**INSTRUCTIONS FOR THE TASK**:
What do the lines from the one containing "trunk, that would be wonderful." through the end of the entries say? Quote them exactly, and only them.

--- Start INPUT DATA ---

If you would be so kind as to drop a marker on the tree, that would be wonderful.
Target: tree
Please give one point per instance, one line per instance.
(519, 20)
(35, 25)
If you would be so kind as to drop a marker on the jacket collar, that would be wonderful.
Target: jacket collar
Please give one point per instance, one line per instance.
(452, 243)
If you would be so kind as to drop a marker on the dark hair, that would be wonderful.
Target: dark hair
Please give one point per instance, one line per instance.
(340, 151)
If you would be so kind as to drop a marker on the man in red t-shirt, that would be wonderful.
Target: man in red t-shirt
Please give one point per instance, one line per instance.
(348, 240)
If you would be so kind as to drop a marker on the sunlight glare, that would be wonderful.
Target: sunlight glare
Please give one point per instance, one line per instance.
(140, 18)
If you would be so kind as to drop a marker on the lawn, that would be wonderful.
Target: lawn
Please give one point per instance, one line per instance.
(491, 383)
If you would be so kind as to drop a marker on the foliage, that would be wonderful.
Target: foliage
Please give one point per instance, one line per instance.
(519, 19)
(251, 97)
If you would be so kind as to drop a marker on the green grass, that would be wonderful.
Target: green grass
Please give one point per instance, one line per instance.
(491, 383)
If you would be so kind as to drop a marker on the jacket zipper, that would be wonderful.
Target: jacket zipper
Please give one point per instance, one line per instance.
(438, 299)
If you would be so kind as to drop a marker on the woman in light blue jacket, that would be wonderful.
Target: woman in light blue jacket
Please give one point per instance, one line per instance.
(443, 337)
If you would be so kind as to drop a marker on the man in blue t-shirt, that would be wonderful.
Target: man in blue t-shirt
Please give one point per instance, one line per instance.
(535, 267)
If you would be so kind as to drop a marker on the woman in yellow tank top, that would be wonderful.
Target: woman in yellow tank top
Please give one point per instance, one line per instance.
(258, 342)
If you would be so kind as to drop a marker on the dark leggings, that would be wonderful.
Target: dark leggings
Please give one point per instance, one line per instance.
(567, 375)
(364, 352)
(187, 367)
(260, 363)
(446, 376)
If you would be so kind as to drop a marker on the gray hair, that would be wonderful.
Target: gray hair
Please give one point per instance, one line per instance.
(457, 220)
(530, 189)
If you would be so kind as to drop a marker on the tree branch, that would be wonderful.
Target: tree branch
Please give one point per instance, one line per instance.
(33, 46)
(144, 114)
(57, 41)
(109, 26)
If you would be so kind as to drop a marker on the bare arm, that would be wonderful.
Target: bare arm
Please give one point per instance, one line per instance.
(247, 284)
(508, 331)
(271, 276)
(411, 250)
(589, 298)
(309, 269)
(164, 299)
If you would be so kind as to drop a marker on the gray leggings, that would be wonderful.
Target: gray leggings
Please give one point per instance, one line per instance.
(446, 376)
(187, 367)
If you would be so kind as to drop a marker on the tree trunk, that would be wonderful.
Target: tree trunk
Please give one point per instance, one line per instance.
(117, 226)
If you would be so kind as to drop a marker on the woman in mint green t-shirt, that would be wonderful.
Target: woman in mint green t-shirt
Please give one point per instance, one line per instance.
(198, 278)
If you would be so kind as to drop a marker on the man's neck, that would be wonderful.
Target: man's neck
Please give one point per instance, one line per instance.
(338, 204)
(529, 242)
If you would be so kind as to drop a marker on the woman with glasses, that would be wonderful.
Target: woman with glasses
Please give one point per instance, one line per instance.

--- End INPUT DATA ---

**THE RESULT**:
If you would be so kind as to drop a marker on the tree trunk, that would be wonderful.
Target: tree trunk
Please give one point per instance, one line per instance.
(117, 226)
If you would be so kind as to drop a marker on the woman in mint green t-shirt, that would be wonderful.
Target: woman in mint green t-shirt
Please give one point per instance, one line per instance.
(198, 278)
If you would be so kind as to drop a marker on the man's neck, that would be wonderful.
Target: man's neck
Please give one point per instance, one line per instance.
(338, 204)
(529, 242)
If you would be so kind as to drop a marker on the woman with glasses, that would be wonderful.
Target: woman with glasses
Please give one point per instance, one line per instance.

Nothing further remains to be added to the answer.